[DATA LISTING Boundary: Start]
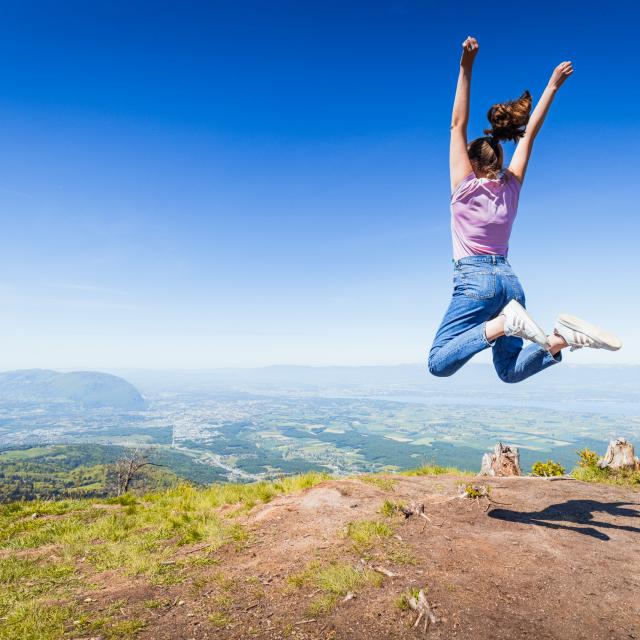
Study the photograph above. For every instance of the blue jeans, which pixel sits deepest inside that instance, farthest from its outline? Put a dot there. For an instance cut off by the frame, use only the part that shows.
(482, 286)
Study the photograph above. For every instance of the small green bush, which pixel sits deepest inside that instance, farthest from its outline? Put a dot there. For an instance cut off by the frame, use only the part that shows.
(546, 469)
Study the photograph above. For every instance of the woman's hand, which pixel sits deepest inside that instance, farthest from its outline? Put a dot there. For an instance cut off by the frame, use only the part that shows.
(560, 74)
(470, 49)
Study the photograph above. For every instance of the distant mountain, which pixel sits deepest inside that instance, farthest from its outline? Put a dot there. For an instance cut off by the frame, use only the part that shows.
(88, 389)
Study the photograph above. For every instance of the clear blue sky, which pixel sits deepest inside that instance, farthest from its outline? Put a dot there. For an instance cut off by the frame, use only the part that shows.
(202, 184)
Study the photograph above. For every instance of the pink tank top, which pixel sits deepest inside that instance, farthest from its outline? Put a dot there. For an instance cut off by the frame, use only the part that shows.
(482, 214)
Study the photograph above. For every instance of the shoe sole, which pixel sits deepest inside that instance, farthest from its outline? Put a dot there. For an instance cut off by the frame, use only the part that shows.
(542, 336)
(605, 338)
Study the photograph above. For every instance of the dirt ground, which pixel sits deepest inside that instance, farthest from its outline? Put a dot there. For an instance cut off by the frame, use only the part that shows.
(547, 559)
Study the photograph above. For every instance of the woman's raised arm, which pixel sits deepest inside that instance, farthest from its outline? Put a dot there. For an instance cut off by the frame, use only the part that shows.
(459, 164)
(521, 155)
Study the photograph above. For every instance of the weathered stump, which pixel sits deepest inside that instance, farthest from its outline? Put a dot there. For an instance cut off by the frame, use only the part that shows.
(620, 455)
(504, 461)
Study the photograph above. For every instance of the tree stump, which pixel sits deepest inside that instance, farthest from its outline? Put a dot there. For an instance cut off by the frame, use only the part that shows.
(504, 461)
(620, 455)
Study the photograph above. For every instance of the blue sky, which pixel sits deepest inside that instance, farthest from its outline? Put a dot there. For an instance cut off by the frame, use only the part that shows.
(203, 184)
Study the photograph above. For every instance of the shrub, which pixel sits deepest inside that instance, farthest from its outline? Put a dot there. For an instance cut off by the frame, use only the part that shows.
(546, 469)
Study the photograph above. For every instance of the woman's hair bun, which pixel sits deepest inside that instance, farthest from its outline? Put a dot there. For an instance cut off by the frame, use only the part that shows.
(509, 119)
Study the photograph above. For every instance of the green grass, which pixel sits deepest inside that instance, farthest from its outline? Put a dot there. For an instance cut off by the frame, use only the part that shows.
(51, 540)
(366, 533)
(333, 581)
(391, 508)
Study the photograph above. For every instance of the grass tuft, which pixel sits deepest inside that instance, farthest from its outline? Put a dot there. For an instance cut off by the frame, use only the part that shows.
(366, 533)
(333, 581)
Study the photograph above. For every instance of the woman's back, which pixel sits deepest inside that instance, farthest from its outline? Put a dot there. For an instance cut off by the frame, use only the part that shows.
(482, 215)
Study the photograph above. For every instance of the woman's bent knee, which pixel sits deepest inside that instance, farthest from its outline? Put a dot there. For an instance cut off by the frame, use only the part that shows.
(437, 369)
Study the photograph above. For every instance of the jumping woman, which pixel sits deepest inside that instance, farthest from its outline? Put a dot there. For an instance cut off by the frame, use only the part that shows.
(487, 307)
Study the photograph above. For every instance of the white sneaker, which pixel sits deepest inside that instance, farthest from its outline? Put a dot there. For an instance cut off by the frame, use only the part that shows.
(579, 333)
(520, 324)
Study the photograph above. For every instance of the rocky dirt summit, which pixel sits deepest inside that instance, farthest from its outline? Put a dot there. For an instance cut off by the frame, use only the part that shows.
(311, 557)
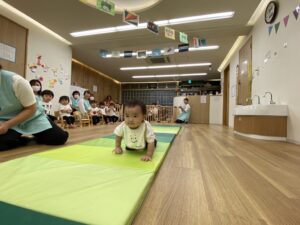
[DATA LISTING Boundary: End]
### ASSIGNED TASK:
Make a word-for-word copy of the records above, excluding all pictures.

### SOLUTION TO THE EXERCISE:
Study the photograph above. For every instance of the blue jeans, which pixel sits deepest inside that instance, farthest from its outline? Put a dot there. For an instance cut off by the frame, use only the part that shows.
(482, 286)
Study the photograph above. For every instance of the small green bush, which pixel sits deepest inside that instance, farthest from its outline? Put a dot there. For an instance cut off by the frame, use only the part that shows.
(546, 469)
Study the photograph above. For every instance of the woman's hand, which pixel sits deepest inside that instance, farthest from its outline? Put a dot there. For an instance cut off by the frame, use only the part that shows.
(560, 74)
(470, 49)
Study the photograph above. For every instance of the distant mountain, which pixel sits deepest inside that instance, farthest from its outline? Put a dot there. For an instance cut off by the frame, use only the part that shows.
(88, 389)
Study the photograph above. For every instance of the clear blue sky, which pixel sits deepest inside that instance, farthest from its outline? Put a dot there. For an instance cut off by the frame, use only the part that shows.
(202, 184)
Study the photograph above. For every instance of the pink tank top, which pixel sits deepest inside that instance, farthest from its outline? Put a dot there. For an instance cut off by the frame, use only the part that shows.
(482, 214)
Study the photograph above. For every instance of the shoe sole, which pixel sits deepest inside that instance, farthest from its outline? Put a dot there. For an instance cut off by the frame, use only the part that shows.
(542, 336)
(605, 338)
Study the photograph above. For every instance of the dirt ground, which pixel sits deepest inside that instance, farthest from its outline? Put a dot there. For an instance cut off by the frame, use only the part that shows.
(547, 559)
Study the photograph above. For every instance of the woman's raised arm, which pixel sits deepest inside that instance, farthest from its outline? Put a dot there. For an instance cut off by the frame, use only the part that shows.
(459, 164)
(521, 155)
Study the photograph above. For every instance of the weathered stump, which pixel sits deepest inside that instance, farthest from its outline? Put a dot there. For an instance cut off by the frame, use only the part that shows.
(620, 455)
(504, 461)
Study the photograph above. For every instance of the tree stump, which pixel sits deepest inside that instance, farthest from its outline? Put a dot there. For an instance cut off by the frame, use only the part that shows.
(504, 461)
(620, 455)
Study the photograph above. For every instance of the blue sky, which pixel sits deepest inside that instance, farthest from its outline? Put a dot there. For an instance cut off by the frame, use only the part that shows.
(203, 184)
Study the photograph above. For every instance of the shrub, which pixel sits deepest inside that instance, farthest from its outline? Put a dot there. For an instance cut off by the frame, use only the part that shows.
(546, 469)
Study the photograph above. For every instance of the woman's hair bun, which pixel sits deepest inside that instance, farthest from its outline? Put a dot there. For an instance cut off by the frame, use only the part that shows.
(509, 119)
Study the photograph above. For every instance of the green grass, which pixel sits deepest inside that instance, farthest from its outline? Put a dot there. For an instance cut off by the frame, use only the part that shows.
(51, 540)
(366, 533)
(333, 581)
(391, 508)
Study the photograph above. For every instance of the grass tuft, which pixel sits deepest inside that instance, farthest from its outline? Put a dot there. For an instance cut off by the frame, use only the part that shows.
(366, 533)
(333, 581)
Study the photograph above. For every instance of the woman's back, which pixel sits deepest inside that instance, farthest from its outline? Put a dot there. For an instance cut off by the frame, use only the part that shows.
(482, 215)
Study the photograph above. For every instance of the woman's bent knee, which pixel sits deepest inside that instance, farthest from its outline? Put a dot there. For an instance cut off by the frame, use only the part that shows.
(437, 369)
Study the photograph above. For every instance of the jumping woman, which pixel sits deepest inside that instance, farthest from its outline? Put a dot there. For an instance cut off by the frame, use only the part that shows.
(487, 307)
Study the photograph above. For every instance of the white sneaker, which pixel sits deepest inside that instance, farthest from its outline? Put a dot there. For an instance cut off by the frame, use only the part that shows.
(579, 333)
(520, 324)
Study the photograph above. For every instance of the rocky dirt summit, which pixel sits deepest inside that instance, farthest from its outline? Put a dot there. For an instance cut off by the frame, use only the part that shows.
(311, 557)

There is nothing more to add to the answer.